YOUR OBJECTIVE
Set the data down again so that every line matches exactly.

(Stored data)

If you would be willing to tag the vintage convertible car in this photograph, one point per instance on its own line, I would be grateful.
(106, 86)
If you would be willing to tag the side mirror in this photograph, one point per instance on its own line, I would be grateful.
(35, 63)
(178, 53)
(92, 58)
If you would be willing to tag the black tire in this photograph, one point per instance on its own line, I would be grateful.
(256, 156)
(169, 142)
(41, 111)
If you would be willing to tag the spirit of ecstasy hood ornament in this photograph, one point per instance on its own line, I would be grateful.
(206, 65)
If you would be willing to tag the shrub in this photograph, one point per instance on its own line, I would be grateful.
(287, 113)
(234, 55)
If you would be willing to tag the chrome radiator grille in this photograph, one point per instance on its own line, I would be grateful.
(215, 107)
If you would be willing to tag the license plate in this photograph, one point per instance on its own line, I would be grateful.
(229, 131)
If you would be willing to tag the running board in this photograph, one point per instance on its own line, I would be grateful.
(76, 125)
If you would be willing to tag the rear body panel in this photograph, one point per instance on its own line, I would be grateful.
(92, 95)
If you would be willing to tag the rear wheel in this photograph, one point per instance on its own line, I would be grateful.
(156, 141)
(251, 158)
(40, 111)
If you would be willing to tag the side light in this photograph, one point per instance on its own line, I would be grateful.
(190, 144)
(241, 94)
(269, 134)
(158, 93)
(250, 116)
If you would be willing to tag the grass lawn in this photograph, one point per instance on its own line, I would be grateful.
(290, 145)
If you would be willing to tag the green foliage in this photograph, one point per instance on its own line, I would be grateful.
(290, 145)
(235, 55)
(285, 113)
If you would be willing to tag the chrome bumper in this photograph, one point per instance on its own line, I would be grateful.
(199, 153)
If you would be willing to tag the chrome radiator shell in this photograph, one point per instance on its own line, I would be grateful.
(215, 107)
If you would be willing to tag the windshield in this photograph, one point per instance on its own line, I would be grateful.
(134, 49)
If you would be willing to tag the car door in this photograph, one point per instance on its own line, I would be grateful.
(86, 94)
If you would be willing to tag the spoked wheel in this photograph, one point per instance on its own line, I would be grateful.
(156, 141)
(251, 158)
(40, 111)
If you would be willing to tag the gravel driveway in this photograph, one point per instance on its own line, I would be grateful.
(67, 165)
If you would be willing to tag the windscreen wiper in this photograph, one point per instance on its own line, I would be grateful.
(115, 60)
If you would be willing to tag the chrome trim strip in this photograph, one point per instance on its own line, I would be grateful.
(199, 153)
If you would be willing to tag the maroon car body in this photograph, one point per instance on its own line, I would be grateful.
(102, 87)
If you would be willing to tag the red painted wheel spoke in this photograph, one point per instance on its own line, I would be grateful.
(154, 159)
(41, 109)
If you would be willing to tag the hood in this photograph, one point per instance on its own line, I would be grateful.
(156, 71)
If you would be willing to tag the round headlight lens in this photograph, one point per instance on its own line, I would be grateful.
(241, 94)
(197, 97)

RESULT BELOW
If you would be willing to tag the vintage convertible car in this photograph, one point per instance on its own line, I would be grateful.
(106, 86)
If you would be willing to tag the side mirror in this photograph, one point per instance on its own line, I would be grateful.
(35, 63)
(178, 53)
(92, 58)
If you would be willing to tag the black tire in this photograph, one point per instance on its own line, I would be grateful.
(256, 156)
(169, 142)
(41, 111)
If you would be willing to tag the spirit of ecstasy hood ornament in this photograph, one point per instance on its own line, I would be grateful.
(206, 65)
If you would be willing to tag the shrub in this photograph, one point per instance on its own line, I would be grateful.
(287, 113)
(234, 55)
If you would be willing to tag the chrome radiator grille in this photograph, one point per instance on its own line, I would be grateful.
(215, 107)
If you would be willing to tag the license plate in this photograph, one point per instance on its own line, I would be grateful.
(229, 131)
If you would be willing to tag the running board in this photograph, one point per instance on its own line, I would be grateful.
(76, 125)
If you would be willing to tag the rear body panel in this photograph, one point per instance on its own line, I would be grateful.
(92, 95)
If you would be willing to tag the rear wheel in this photograph, one point per instance on its own line, I would be grateful.
(156, 141)
(251, 158)
(40, 111)
If you would be willing to tag the side light in this photograph, one point per instance on its own line, I would be grateful.
(190, 144)
(241, 94)
(269, 134)
(158, 93)
(250, 116)
If you would be willing to tag the grass lawn in this photograph, one point per instance on its own line, I would be grateful.
(290, 145)
If you would be willing to tag the green foliage in this photograph, one point per instance on its own line, I would be grateful.
(290, 145)
(235, 55)
(285, 113)
If you would be willing to tag the chrome bumper in this photograph, one point per instance on its own line, I would be grateful.
(199, 153)
If you would be willing to tag the chrome radiator shell in this photograph, one point per instance on its own line, I would be grateful.
(215, 107)
If you would be willing to tag the windshield in this photograph, one point per instance on its own line, I would be grateful.
(134, 49)
If you would be willing to tag the car door in this photograph, one point per instance on its own line, I would be grateful.
(86, 94)
If you would be willing to tag the spoked wheel in this photograph, one point per instance on its own line, I would be grateful.
(156, 141)
(251, 158)
(40, 111)
If you would be willing to tag the gravel driveway in this photograph, one point per instance on its own line, I would be grateful.
(67, 165)
If you would be willing to tag the windscreen wiper in this photograph, one point per instance on its own line, I would be grateful.
(115, 60)
If you would be willing to tag the chrome trim strip in this photograph, one point per instance on its own line, I would be grateful.
(199, 153)
If you would be willing to tag the maroon car body in this photograph, one point per instance on its own line, I would be grateful.
(102, 87)
If you would be willing to tag the red painted wheel spoke in this photograph, one point per instance on its own line, I would be grateful.
(154, 159)
(41, 109)
If you would be willing to tag the hood in this photograph, one point per instance on its own line, I would be grateful.
(156, 71)
If you would be willing to tag the round headlight lens in this photograph, one point per instance on its own line, I would be grateful.
(241, 94)
(197, 97)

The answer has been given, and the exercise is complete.